### AIM OF THE EXERCISE:
Find and copy each line of the listing below that has the word "tail" in it.

○ ○ ○ ○ ○ ○ ○

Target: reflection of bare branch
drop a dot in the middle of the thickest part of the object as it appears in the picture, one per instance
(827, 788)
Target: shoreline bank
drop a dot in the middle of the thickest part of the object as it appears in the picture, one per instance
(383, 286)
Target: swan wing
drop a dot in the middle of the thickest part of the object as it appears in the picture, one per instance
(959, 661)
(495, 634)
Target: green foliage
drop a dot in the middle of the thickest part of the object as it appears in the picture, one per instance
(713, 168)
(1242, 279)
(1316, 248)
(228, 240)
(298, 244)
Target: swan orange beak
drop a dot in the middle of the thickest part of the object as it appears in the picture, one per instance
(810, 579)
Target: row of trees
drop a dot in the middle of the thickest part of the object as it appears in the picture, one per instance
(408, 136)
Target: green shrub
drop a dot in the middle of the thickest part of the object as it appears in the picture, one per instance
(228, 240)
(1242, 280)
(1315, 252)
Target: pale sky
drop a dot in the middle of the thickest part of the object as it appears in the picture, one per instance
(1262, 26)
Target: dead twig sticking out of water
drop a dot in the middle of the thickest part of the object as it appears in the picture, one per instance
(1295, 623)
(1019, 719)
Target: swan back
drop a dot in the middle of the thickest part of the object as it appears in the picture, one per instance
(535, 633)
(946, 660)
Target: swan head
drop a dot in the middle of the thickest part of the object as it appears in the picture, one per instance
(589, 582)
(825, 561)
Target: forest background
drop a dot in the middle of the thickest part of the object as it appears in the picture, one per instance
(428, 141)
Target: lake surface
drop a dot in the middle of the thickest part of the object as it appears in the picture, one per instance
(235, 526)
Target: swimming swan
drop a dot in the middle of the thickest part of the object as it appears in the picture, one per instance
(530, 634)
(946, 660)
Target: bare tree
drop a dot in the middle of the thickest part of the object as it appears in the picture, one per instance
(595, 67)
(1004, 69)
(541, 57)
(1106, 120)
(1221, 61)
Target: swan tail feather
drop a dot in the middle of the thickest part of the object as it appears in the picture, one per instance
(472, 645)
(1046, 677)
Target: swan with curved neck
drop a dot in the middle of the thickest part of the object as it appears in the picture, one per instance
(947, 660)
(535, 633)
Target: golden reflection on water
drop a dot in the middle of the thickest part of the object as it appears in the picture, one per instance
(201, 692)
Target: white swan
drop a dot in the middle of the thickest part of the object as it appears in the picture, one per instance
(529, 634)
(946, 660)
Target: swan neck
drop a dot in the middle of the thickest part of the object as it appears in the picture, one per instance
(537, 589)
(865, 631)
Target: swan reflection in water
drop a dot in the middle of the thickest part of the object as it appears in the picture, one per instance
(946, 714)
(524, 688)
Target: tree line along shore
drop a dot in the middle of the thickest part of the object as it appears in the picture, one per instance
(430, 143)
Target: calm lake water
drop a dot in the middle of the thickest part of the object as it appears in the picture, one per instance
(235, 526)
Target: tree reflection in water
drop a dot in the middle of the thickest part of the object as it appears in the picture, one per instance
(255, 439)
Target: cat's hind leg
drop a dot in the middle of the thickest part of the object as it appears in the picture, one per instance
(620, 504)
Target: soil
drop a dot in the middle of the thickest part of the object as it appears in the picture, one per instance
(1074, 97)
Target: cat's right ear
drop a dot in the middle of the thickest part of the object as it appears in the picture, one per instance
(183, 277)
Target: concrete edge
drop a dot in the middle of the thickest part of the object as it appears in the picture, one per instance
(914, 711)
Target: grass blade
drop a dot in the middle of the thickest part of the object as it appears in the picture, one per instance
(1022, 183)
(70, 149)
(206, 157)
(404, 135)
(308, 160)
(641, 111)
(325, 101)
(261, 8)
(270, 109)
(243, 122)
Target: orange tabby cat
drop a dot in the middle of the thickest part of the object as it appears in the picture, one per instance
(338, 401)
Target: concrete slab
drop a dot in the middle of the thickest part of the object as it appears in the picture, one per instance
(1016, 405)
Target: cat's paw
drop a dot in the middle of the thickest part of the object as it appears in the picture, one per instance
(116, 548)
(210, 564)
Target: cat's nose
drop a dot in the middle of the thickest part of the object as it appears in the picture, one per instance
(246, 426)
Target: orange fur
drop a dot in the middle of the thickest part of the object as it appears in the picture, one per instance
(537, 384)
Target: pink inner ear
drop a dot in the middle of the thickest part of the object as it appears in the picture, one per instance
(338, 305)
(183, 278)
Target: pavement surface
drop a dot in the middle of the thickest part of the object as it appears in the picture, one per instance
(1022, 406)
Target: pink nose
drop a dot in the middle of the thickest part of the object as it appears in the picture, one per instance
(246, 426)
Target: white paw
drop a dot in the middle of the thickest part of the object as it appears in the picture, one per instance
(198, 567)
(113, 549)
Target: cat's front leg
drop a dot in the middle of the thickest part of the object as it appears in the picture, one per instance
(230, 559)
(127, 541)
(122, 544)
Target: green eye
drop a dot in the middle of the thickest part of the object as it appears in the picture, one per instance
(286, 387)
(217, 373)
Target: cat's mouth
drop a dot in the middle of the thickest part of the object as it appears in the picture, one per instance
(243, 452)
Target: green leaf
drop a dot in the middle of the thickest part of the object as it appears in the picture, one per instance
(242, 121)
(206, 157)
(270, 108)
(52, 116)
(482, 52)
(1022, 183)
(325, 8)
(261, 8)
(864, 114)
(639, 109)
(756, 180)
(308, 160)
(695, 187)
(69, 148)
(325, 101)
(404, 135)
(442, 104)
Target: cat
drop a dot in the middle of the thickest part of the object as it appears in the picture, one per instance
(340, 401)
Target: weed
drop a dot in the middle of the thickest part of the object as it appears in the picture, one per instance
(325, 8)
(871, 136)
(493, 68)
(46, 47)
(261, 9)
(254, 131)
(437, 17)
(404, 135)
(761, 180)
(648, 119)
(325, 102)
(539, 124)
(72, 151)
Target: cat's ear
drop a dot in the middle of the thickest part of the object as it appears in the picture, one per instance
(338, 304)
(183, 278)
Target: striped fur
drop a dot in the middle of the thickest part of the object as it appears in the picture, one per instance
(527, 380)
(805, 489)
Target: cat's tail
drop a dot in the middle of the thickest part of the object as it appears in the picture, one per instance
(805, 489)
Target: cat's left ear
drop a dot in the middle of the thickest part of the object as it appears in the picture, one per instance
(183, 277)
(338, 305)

○ ○ ○ ○ ○ ○ ○

### RESULT FOR THIS TASK:
Target: swan tail feather
Target: cat's tail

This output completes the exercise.